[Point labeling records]

------------------------------------------------------------

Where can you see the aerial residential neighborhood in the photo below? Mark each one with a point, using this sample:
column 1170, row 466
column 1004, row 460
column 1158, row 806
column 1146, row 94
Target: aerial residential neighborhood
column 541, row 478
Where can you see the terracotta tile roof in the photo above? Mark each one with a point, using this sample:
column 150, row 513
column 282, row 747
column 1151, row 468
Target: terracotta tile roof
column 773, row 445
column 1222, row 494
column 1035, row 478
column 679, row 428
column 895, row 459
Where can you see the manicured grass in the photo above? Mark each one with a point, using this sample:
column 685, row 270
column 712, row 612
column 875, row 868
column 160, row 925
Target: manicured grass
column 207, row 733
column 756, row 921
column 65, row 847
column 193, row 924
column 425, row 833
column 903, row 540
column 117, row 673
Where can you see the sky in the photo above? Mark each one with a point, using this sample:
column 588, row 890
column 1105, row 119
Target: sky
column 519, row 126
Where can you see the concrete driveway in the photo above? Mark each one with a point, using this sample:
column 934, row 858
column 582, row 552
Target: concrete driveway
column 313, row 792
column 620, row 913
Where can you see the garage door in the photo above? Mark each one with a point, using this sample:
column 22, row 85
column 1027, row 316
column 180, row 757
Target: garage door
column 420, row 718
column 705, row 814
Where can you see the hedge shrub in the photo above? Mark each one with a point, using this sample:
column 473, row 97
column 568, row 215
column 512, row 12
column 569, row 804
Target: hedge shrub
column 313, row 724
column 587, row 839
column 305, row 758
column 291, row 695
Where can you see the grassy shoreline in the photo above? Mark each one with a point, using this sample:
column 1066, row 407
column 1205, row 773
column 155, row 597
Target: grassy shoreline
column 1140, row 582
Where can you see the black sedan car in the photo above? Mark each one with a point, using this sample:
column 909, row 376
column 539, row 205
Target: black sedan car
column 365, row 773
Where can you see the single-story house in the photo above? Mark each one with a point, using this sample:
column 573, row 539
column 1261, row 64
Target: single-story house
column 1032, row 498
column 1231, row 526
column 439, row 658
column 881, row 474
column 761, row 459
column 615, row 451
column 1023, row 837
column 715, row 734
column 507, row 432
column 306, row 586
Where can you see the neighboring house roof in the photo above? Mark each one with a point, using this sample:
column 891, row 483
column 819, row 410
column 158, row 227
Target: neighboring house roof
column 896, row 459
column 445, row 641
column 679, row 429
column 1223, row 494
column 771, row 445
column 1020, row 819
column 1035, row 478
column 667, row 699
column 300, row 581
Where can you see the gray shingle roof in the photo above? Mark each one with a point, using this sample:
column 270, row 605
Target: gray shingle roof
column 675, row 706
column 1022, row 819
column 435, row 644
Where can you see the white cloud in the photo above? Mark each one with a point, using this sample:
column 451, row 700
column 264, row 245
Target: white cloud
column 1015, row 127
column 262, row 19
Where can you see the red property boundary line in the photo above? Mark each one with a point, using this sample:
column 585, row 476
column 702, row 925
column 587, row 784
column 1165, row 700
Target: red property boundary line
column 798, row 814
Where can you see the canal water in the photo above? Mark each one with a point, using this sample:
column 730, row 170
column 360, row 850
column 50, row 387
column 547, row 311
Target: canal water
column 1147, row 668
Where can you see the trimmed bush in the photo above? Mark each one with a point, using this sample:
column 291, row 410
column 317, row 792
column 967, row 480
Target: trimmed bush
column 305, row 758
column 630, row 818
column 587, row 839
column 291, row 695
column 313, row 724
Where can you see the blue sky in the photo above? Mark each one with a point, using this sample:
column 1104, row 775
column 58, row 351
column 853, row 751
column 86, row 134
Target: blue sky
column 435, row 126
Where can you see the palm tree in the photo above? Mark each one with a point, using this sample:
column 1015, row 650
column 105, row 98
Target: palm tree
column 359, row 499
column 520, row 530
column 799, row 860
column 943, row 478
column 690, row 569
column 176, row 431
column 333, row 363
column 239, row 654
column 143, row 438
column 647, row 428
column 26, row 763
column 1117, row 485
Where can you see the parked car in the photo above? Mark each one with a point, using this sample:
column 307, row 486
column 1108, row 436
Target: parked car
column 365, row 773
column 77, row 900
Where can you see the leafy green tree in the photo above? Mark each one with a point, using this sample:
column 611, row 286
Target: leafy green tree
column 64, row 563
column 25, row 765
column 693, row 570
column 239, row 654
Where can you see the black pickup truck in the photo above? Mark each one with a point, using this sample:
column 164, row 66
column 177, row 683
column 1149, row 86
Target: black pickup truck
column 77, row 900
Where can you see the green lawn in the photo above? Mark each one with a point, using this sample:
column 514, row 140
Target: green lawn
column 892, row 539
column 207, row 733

------------------------------------------------------------

# SHORT EXERCISE
Reproduce the lines of the records above with no changes.

# RESPONSE
Where can you see the aerial residential neighborhood in the photo below? Mark each one with a point, using this sample:
column 1170, row 466
column 1004, row 460
column 1158, row 806
column 1146, row 94
Target: aerial residential neighborhood
column 541, row 478
Where can you see the terracotta tile roof in the photo above? Mark each one with a point, using this sample:
column 150, row 513
column 282, row 747
column 1151, row 468
Target: terracotta tile roof
column 773, row 445
column 1222, row 494
column 1035, row 478
column 679, row 428
column 895, row 459
Where can you see the manicured grass in the photo above? Mark each one with a point, using this sample:
column 685, row 270
column 712, row 612
column 875, row 868
column 160, row 925
Target: manicured grass
column 207, row 733
column 756, row 921
column 65, row 847
column 193, row 924
column 425, row 833
column 903, row 540
column 117, row 673
Where can you see the sky in the photo above? Mark each one with a point, using this sample:
column 588, row 890
column 1105, row 119
Target: sky
column 519, row 126
Where can you see the concrete driveway in the photo above? Mark each one with a point, using this sample:
column 934, row 858
column 582, row 552
Target: concrete driveway
column 313, row 792
column 620, row 913
Where can you see the garage door in the photo above? Mark each one with a point, using this sample:
column 22, row 85
column 1027, row 316
column 180, row 757
Target: garage door
column 420, row 718
column 705, row 814
Where can you see the hedge shrub in the photo above? Mark each one with a point, using this sample:
column 473, row 97
column 568, row 215
column 512, row 12
column 569, row 804
Target: hedge shrub
column 313, row 724
column 587, row 839
column 305, row 758
column 291, row 695
Where can you see the grassy shoreline in the photo above? Mark each one with a point, using this sample:
column 1066, row 407
column 1205, row 773
column 155, row 597
Target: grassy shoreline
column 1140, row 582
Where can you see the black sedan car in the photo above? Mark each one with a point, using this sample:
column 909, row 376
column 539, row 205
Target: black sedan car
column 365, row 773
Where can you see the single-story house in the photo above? Mark each one with a point, using this sample:
column 573, row 539
column 1261, row 64
Target: single-story house
column 1032, row 498
column 1231, row 526
column 439, row 658
column 881, row 474
column 761, row 459
column 615, row 451
column 1023, row 837
column 715, row 734
column 507, row 432
column 306, row 586
Where can you see the neighboring house roof in the photo above? Mark each one with a point, using this sample:
column 891, row 483
column 819, row 410
column 158, row 227
Target: neighboring house roof
column 896, row 459
column 445, row 641
column 679, row 429
column 1223, row 494
column 771, row 445
column 1020, row 819
column 1035, row 478
column 667, row 699
column 300, row 581
Where can you see the gray shingle roof in the photo above? Mark each one with a point, using this sample:
column 270, row 605
Target: gray shingle roof
column 675, row 706
column 1022, row 819
column 435, row 644
Where can you see the white cloud in the photo above? Mark each one with a point, using this sample:
column 451, row 700
column 264, row 245
Target: white cloud
column 1015, row 127
column 262, row 19
Where can you see the red property boundary line in the photo above? Mark each one with a point, using this sample:
column 585, row 476
column 702, row 925
column 587, row 784
column 1165, row 700
Target: red property boundary line
column 798, row 814
Where can you see the canal water in the photo above? Mark each one with a point, using this sample:
column 730, row 170
column 360, row 850
column 50, row 387
column 547, row 311
Target: canal water
column 1147, row 668
Where can you see the trimmed bush in the photo above? Mark each one with a point, using this sample:
column 291, row 410
column 317, row 792
column 967, row 480
Target: trimmed bush
column 305, row 758
column 630, row 818
column 587, row 839
column 291, row 695
column 313, row 724
Where can you see the blue sky in the photo above? Mark each one with a point, using this sample:
column 1104, row 775
column 58, row 351
column 853, row 751
column 86, row 134
Target: blue sky
column 435, row 126
Where can you see the palm tree in the photo above? Mark each one with a point, using this sample:
column 1015, row 650
column 105, row 98
Target: palm tree
column 359, row 499
column 520, row 530
column 799, row 860
column 943, row 478
column 690, row 569
column 176, row 431
column 333, row 363
column 239, row 654
column 143, row 438
column 647, row 428
column 26, row 763
column 1117, row 485
Where can you see the parked car in the photo above? Mark each one with a point, using this sample:
column 307, row 486
column 1108, row 436
Target: parked car
column 365, row 773
column 77, row 900
Where can you see the leafy green tree in the photo above? Mark each one with a point, using this sample:
column 611, row 286
Target: leafy green tree
column 64, row 563
column 25, row 765
column 693, row 570
column 239, row 654
Where can you see the black pickup truck in the photo above? Mark each one with a point, using this sample:
column 164, row 66
column 177, row 683
column 1149, row 86
Target: black pickup truck
column 77, row 900
Where can you see the green lawn in the photo above? Mark each one with a point, using this sample:
column 514, row 140
Target: green lawn
column 892, row 539
column 207, row 733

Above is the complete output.